▸ İstenenler
Bankaların kriz dönemindeki kârlarını anlatan aşağıdaki yazıya göre şu soruları yanıtlayın:
1. 2009'un ilk 6 ayında bankaların net faiz kazançları ne kadardır?
2. Bankaların bir önceki yılın ilk 6 ayındaki net kârı kaç milyar liradır?
3. Bankalar ilk 6 ayda sermaye piyasası (borsa) işlemlerinden ne kadar kâr etmiştir?

▸ Seçili alıntı

====

# Duyuru > Ekonomi >  Reel ekonomi inliyor, bankalar gülüyor

## bozok

*Krizde reel ekonomi inliyor, bankalar gülüyor* 


*Güngör Uras* 
*MİLLİYET GZT.*
*10 Ağustos 2009*



*Reel sektör yerlerde sürünürken, banka karlarının sürekli artması, ekonomi için sağlık işareti değil*

Bankalar kriz döneminde Merkez Bankası’nın faiz indirimini değerlendirdi. Mevduat faizlerini yüzde 10’un altına indirdi. Buna karşılık kredi faizlerini yüzde 20’nin üzerinde tutmaya devam etti. Sonuçta faiz giderleri büyük ölçüde düşerken, faiz gelirleri azalmadı. Faiz kazançları arttı.



2009’un ilk 6 ayında:

- Bankaların faiz geliri 44 milyar lira. Faiz giderleri 24 milyar lira. Net faiz kazançları 20 milyar lira.

- Bankalar bu faiz kazancından batık krediler için 5 milyar lira karşılık ayırdılar. Diğer zararlar ve vergi karşılığı çıktıkdan sonra 6 ayda net 11 milyar lira kar açıkladılar. Geçen yılın ilk 6 ayında net karları 8 milyar lira idi. 


*Kar sağlık işaretidir*
BDDK, bankaların kriz dönemindeki bu büyük karlarının nedenini şöyle açıklıyor:

- Geçen yılın aynı dönemine göre bu yılın ilk 6 ayında bankaların mevduata ödedikleri faiz sadece yüzde 2.4 (473 milyon lira) artarken kredilerden aldıkları faiz yüzde 17.4 (4.175 milyon lira) arttı.

- Bono ve tahvillerden gelen faiz gelirleri yüzde 13.3 (1.752 milyon lira) büyüdü.

- Bankalar sermaye piyasası (borsa) işlemlerinden ilk 6 ayda 1.681 milyon lira kar etti.

Her müessese için daha çok kar etmek esastır. Kar, sağlık işaretidir. 

Bankalar önemlidir. Bankaların yaşaması ve güçlü olması gereklidir. üünkü bankalar yatırıma ve üretime kaynak sağlayan kuruluşlardır. Bankalar kaynak sağlamaz ise reel ekonomi ayakta kalamaz.

Bütün bunlar güzel ve doğru da... Reel sektör inim inim inler, yerlerde sürünürken acaba bankaların karlarını devamlı olarak artırmaları ekonomiye ne iyilik getirir? Bunu tartışmak gerekmez mi?



*Mevduat artışı iyi, ama...*


**

Kriz döneminde, hele hele ekonomik faaliyetin durduğu, geniş kesimin gelirlerinin düştüğü dönemde bankalardaki mevduatın erimesi beklenir.

====

▸ Kayıtlar
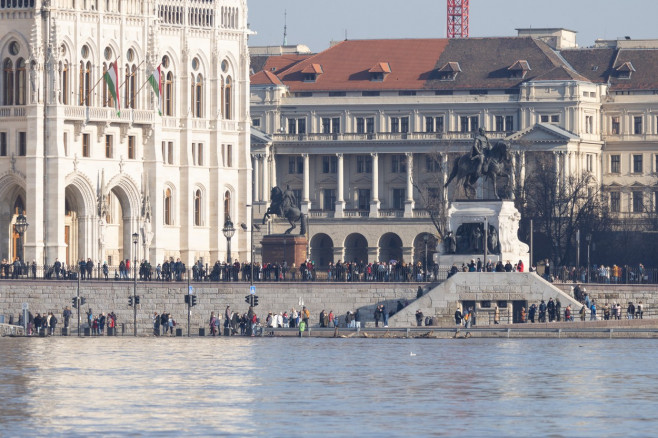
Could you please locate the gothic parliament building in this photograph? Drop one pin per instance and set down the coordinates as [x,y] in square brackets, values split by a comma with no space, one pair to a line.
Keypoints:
[88,175]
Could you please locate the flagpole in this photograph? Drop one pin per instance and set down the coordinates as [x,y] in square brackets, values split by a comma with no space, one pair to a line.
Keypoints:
[99,81]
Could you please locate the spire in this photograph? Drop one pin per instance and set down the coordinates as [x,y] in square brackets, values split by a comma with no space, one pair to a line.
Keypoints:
[285,27]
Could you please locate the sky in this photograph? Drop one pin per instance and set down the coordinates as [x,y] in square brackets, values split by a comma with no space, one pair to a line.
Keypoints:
[316,23]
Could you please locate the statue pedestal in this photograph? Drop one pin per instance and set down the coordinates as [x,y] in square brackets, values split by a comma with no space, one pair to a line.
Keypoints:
[277,248]
[502,216]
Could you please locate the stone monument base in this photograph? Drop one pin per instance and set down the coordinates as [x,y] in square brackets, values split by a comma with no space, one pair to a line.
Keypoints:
[502,216]
[277,248]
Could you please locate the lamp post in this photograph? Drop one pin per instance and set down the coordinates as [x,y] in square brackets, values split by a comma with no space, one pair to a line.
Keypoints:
[426,238]
[135,242]
[21,226]
[588,238]
[229,231]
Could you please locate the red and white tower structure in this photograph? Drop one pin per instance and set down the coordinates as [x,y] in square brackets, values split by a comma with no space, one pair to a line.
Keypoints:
[457,18]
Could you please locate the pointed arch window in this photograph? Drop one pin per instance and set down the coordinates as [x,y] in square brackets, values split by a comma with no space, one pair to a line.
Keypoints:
[227,205]
[197,207]
[8,81]
[167,207]
[228,99]
[20,79]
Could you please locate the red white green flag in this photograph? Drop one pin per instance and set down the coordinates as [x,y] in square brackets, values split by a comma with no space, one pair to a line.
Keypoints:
[156,82]
[112,78]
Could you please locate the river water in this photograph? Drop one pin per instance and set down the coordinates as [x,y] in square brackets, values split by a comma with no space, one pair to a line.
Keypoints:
[329,387]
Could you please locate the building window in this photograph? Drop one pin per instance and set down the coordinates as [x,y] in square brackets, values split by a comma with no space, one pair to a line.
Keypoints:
[638,202]
[295,165]
[329,164]
[637,163]
[364,164]
[365,125]
[364,199]
[197,208]
[297,126]
[85,145]
[228,99]
[504,123]
[468,123]
[167,207]
[131,147]
[22,144]
[329,199]
[108,146]
[434,124]
[615,202]
[197,96]
[432,164]
[399,124]
[615,163]
[398,199]
[637,125]
[398,163]
[589,124]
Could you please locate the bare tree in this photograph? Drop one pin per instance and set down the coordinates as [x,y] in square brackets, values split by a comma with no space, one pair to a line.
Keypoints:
[560,206]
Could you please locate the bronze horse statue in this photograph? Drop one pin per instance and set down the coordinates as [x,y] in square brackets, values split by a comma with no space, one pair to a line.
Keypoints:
[283,205]
[497,162]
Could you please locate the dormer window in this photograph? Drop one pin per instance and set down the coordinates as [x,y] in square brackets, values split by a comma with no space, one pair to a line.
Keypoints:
[379,71]
[311,72]
[519,69]
[625,70]
[449,71]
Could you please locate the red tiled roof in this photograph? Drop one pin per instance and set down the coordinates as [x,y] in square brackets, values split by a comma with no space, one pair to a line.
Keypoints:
[346,65]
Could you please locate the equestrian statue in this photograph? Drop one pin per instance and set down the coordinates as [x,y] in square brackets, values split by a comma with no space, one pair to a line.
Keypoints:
[284,204]
[484,160]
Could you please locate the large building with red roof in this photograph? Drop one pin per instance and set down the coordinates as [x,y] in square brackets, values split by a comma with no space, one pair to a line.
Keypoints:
[355,128]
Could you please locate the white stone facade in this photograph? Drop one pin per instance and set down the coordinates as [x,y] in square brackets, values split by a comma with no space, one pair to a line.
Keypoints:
[87,177]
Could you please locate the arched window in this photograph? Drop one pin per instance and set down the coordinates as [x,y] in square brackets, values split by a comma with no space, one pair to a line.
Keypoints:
[169,94]
[167,207]
[228,99]
[197,207]
[8,80]
[85,83]
[197,96]
[20,79]
[64,82]
[227,205]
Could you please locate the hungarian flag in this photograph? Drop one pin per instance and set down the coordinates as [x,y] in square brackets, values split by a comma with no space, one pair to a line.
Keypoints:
[112,78]
[156,82]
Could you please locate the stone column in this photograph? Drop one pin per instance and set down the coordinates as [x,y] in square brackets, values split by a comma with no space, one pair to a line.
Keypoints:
[306,202]
[256,179]
[374,202]
[409,202]
[340,200]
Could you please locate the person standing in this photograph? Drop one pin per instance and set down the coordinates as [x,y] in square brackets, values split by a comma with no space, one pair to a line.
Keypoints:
[67,316]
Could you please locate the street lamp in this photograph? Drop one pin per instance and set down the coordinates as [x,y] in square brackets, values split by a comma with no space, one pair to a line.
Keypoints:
[21,226]
[588,238]
[229,231]
[135,242]
[426,238]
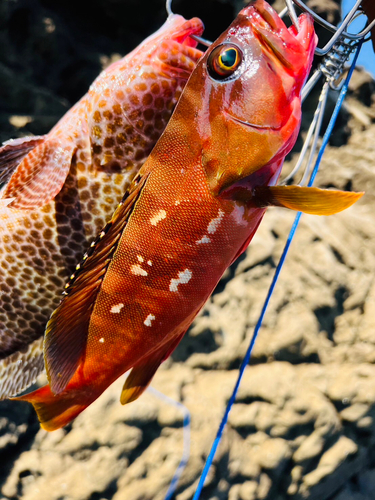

====

▸ Sorunun çözümü
1. 20 milyar lira.
2. 8 milyar lira.
3. 1.681 milyon lira.